THE PROBLEM: Copy every line of the material below without changing anything.

*** SOURCE DATA

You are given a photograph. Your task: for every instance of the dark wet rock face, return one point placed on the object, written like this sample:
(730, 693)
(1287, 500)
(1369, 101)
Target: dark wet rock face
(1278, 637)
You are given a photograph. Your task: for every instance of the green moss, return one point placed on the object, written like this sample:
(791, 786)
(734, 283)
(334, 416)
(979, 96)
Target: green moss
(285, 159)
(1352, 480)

******

COMPLETED TASK:
You are given a photograph. Your task: for every instance of the dark wet rock face, return one point placed on the object, written like this sample:
(730, 693)
(1287, 500)
(1369, 101)
Target: dark wet rock face
(1278, 637)
You are given a photograph. Your task: for every instance of the green moss, return one point placed on the object, written like this sample:
(791, 786)
(734, 283)
(334, 416)
(979, 96)
Target: green moss
(285, 159)
(1352, 480)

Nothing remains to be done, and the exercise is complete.